SET PROBLEM.
Please extract the data from the start down to the line containing "[0,0,320,97]", including both ends, and reproduce those lines with no changes.

TASK DATA.
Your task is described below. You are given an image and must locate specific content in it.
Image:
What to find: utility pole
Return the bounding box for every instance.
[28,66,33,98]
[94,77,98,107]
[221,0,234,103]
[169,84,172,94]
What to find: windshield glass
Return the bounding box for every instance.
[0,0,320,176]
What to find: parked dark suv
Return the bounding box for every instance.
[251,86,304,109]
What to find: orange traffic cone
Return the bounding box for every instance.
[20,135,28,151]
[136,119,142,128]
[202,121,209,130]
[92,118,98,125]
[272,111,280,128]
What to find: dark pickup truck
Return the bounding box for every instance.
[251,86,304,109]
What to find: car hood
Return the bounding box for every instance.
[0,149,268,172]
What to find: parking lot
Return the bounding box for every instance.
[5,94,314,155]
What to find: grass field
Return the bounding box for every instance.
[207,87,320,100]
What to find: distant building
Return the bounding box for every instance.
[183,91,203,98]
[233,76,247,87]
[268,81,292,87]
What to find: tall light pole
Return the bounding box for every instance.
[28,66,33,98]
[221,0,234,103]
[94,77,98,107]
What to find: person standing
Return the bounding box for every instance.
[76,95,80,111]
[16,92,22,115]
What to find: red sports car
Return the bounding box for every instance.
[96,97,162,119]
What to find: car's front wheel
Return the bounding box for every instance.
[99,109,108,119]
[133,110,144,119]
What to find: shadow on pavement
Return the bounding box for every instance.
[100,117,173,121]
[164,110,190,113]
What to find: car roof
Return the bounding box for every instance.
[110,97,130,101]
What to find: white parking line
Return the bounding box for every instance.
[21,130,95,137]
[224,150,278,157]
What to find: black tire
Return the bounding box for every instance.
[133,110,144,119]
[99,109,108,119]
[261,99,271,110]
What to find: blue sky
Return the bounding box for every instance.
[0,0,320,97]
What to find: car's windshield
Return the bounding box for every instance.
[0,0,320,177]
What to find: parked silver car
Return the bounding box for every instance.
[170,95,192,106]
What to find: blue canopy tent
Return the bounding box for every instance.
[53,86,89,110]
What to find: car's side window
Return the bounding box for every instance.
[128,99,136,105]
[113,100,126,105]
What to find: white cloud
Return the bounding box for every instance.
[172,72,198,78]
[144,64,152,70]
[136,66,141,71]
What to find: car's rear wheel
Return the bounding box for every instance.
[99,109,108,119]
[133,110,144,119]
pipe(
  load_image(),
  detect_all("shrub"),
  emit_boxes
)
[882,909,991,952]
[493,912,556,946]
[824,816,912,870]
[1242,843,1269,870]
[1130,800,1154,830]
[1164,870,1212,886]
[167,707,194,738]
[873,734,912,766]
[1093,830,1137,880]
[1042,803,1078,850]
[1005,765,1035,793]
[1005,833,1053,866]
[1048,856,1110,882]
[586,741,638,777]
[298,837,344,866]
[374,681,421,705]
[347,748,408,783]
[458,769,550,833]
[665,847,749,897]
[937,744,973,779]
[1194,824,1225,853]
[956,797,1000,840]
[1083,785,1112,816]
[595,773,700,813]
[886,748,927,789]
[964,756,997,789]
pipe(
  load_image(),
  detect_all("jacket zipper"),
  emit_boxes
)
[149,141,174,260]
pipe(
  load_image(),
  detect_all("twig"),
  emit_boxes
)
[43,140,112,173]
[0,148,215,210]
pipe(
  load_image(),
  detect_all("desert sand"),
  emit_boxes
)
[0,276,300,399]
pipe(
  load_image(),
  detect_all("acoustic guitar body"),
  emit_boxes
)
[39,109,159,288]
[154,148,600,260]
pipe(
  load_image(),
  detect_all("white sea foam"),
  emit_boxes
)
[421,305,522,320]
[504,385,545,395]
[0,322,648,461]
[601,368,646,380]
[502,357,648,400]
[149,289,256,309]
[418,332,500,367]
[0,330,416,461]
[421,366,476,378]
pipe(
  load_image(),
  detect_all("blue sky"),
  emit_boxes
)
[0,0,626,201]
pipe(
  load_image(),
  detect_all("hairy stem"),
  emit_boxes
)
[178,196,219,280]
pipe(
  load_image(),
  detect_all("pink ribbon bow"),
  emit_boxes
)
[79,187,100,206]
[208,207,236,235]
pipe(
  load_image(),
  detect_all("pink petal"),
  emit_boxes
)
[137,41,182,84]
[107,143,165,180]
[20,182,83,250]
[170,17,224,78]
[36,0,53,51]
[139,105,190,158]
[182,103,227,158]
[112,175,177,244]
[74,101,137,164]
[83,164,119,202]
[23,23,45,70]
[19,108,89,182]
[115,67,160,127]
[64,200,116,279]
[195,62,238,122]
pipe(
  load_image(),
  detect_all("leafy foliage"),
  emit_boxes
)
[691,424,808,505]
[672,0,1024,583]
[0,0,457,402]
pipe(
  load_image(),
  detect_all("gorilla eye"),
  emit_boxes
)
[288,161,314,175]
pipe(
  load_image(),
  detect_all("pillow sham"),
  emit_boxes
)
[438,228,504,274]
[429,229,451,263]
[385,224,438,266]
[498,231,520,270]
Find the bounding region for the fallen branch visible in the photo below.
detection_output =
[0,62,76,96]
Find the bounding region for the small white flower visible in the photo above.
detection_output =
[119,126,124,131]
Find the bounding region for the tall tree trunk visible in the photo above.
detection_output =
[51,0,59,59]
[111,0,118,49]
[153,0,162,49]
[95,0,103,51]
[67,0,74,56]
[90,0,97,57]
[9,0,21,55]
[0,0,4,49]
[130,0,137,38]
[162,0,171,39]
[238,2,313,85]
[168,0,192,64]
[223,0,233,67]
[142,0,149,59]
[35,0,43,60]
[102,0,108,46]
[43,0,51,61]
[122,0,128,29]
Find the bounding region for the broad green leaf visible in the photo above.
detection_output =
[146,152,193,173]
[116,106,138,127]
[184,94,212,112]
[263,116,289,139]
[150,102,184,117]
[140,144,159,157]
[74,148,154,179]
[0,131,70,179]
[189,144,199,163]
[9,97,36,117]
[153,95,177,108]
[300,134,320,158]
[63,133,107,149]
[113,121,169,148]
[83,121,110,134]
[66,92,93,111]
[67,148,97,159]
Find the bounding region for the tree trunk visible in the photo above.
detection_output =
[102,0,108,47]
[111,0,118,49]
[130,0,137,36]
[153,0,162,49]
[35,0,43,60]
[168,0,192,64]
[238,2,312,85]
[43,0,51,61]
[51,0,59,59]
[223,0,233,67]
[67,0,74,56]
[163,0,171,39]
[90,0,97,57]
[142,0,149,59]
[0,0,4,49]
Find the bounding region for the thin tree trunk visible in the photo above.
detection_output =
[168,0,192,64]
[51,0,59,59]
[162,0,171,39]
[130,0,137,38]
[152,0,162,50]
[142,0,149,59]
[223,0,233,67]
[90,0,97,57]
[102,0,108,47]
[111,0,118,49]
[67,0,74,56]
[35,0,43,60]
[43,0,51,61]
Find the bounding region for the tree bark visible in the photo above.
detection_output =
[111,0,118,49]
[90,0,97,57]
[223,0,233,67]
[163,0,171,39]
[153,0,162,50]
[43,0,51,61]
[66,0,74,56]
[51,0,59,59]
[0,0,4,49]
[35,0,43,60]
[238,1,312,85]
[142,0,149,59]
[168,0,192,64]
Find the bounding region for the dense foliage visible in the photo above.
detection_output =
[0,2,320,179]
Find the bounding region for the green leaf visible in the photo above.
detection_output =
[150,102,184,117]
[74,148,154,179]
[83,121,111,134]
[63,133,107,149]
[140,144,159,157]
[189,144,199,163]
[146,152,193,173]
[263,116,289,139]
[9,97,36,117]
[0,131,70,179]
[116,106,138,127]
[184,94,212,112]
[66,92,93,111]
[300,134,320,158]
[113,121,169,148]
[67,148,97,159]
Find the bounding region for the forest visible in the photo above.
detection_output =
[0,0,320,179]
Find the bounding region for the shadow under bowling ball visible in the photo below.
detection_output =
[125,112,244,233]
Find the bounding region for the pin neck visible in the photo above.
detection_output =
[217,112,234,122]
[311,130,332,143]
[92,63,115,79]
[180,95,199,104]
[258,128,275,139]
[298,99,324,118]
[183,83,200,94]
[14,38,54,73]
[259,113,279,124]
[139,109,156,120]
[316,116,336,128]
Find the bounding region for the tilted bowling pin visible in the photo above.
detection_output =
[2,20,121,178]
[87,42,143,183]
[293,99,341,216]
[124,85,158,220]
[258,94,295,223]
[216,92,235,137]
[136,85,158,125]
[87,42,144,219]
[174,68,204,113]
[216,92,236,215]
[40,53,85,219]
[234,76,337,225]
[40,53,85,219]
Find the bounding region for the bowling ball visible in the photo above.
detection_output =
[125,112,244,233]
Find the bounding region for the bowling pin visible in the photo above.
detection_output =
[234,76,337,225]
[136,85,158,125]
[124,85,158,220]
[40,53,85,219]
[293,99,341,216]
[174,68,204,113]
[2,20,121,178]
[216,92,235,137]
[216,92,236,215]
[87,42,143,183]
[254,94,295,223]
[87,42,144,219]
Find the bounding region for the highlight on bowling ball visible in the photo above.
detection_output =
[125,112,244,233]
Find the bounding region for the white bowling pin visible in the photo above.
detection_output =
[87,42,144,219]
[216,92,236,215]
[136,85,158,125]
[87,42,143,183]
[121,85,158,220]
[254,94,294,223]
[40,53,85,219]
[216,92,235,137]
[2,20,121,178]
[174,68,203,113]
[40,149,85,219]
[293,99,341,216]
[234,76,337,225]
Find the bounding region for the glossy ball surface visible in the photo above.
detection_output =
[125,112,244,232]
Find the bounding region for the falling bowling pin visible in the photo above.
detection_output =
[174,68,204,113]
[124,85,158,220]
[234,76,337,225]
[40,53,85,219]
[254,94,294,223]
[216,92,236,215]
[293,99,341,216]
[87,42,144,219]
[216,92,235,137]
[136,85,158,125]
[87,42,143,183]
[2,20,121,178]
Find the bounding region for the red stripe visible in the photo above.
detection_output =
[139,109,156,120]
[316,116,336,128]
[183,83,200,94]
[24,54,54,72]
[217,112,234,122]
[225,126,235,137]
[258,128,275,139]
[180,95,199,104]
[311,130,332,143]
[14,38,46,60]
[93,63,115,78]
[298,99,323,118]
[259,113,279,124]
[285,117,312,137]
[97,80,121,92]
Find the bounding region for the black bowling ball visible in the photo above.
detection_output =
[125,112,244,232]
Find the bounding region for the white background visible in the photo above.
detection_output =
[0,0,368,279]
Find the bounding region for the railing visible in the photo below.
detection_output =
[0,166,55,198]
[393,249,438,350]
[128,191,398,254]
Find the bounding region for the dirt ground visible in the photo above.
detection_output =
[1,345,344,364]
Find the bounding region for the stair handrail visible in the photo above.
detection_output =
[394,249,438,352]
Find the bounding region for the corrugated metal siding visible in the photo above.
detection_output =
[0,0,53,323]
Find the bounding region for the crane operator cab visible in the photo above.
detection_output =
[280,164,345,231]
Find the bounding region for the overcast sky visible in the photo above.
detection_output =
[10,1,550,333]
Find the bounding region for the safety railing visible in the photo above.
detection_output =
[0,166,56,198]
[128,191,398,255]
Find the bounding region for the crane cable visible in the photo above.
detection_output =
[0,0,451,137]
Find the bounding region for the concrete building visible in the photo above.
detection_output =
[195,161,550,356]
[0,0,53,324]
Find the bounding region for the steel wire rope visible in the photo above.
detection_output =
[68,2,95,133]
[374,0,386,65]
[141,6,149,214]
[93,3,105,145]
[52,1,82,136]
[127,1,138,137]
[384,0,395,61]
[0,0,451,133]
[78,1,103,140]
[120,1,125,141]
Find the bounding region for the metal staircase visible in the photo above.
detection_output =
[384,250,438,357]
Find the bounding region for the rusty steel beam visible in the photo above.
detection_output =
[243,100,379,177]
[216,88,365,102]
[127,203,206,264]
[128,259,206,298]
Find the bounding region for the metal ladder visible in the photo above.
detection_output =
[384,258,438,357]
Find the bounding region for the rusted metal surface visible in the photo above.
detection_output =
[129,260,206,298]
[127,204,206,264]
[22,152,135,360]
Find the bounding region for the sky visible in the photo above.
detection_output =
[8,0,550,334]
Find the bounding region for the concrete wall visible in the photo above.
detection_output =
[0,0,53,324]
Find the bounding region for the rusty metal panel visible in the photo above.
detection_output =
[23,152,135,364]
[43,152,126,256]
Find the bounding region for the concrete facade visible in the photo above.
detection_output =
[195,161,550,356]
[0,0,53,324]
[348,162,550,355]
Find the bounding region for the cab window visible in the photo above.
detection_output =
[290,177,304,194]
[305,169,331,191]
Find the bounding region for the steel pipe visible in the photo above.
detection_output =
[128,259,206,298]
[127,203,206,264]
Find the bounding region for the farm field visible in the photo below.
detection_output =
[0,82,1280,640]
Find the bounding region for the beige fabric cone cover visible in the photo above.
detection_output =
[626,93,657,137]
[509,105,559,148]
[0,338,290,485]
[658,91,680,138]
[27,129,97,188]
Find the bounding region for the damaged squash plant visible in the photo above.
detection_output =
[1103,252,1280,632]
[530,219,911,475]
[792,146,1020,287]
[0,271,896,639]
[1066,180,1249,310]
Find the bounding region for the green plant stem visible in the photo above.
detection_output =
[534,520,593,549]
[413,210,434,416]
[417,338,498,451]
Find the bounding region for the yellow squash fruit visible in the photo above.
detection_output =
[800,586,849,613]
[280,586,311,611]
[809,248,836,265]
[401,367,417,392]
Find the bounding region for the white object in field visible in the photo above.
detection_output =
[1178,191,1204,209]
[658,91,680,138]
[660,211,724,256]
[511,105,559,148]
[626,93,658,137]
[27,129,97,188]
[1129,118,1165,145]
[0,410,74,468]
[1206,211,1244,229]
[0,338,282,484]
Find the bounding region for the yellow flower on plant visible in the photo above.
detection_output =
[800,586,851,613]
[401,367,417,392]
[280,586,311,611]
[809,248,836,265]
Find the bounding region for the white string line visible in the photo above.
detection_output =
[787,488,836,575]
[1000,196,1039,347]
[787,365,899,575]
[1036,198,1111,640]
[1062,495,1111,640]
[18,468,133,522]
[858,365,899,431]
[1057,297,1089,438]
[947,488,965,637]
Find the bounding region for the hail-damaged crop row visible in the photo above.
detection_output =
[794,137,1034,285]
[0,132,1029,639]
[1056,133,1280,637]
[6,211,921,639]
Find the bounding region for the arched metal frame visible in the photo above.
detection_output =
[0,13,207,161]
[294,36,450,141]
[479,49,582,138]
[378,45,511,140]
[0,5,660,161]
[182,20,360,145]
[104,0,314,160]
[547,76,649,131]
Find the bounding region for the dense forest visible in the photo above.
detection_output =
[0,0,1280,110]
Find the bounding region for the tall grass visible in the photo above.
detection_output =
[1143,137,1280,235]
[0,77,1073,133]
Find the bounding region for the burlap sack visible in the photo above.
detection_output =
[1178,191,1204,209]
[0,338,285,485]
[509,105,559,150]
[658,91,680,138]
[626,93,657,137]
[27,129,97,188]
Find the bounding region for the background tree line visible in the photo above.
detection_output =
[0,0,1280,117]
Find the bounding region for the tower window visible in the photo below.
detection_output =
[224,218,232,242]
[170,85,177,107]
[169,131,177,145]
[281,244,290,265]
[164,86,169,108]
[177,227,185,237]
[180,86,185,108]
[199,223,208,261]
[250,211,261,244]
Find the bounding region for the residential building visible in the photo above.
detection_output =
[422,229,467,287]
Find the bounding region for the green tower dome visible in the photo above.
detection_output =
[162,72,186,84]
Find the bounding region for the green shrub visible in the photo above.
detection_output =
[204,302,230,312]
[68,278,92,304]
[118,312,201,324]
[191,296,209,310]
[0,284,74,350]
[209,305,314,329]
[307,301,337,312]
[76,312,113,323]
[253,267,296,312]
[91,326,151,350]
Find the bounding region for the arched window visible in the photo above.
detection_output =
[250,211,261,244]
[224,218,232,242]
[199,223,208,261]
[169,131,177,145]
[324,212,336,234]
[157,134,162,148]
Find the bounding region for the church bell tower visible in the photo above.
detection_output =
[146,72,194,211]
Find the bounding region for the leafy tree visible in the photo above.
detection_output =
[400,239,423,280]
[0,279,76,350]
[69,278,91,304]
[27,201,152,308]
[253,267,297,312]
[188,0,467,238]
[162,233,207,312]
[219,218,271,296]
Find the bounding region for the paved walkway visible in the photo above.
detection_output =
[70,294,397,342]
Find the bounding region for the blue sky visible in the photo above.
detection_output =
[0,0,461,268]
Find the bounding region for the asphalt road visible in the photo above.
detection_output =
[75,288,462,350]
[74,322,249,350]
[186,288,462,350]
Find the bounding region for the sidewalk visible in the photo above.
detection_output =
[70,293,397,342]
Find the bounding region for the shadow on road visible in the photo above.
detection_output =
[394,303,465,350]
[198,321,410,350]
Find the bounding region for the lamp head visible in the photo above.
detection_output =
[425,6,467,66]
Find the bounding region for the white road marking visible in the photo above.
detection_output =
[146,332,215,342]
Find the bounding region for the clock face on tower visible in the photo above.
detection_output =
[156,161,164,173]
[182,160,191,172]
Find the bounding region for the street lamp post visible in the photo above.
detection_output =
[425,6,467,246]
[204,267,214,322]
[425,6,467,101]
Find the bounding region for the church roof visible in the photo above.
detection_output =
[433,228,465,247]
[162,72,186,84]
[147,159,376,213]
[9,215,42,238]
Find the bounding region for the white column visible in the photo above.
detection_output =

EXERCISE RESULT.
Your task is described below. You are given an image and must locate specific content in it.
Image:
What to find: utility pole
Return the bounding box for every instance.
[28,66,33,98]
[94,77,98,107]
[221,0,234,103]
[169,84,172,94]
What to find: windshield glass
Return the bounding box for every instance.
[0,0,320,176]
What to find: parked dark suv
Return the bounding box for every instance.
[251,86,304,109]
What to find: orange traffic cone
Return the bounding box for every instance.
[20,135,28,151]
[136,119,142,128]
[202,121,209,130]
[92,118,98,125]
[272,111,280,128]
What to find: dark pickup truck
Return the bounding box for every instance.
[251,86,304,109]
What to find: car hood
Return the bounding box for every instance.
[0,149,268,172]
What to find: parking lot
Return the bounding box for every instance.
[5,94,314,155]
What to find: grass field
Return the bounding box for every instance.
[207,87,320,100]
What to find: distant building
Return the bounding box for every instance.
[183,91,203,98]
[233,76,247,87]
[268,81,292,87]
What to find: tall light pole
Return the bounding box for every instance.
[28,66,33,98]
[221,0,234,103]
[94,77,98,107]
What to find: person standing
Return the bounding box for every instance.
[76,95,80,111]
[16,92,22,115]
What to find: red sports car
Return the bounding box for every instance.
[96,97,162,119]
What to find: car's front wheel
Return the bounding box for every instance.
[99,109,108,119]
[133,110,144,119]
What to find: shadow on pavement
Return the bounding box for every instance.
[100,117,173,121]
[164,110,190,113]
What to find: car roof
Return the bounding box for every instance.
[110,97,130,101]
What to find: white parking line
Return the bounding box for every instance.
[21,130,95,137]
[224,150,278,157]
What to find: black tire
Return the bounding box for every instance.
[133,110,144,119]
[99,109,108,119]
[261,99,271,110]
What to find: blue sky
Return the bounding box for every instance.
[0,0,320,97]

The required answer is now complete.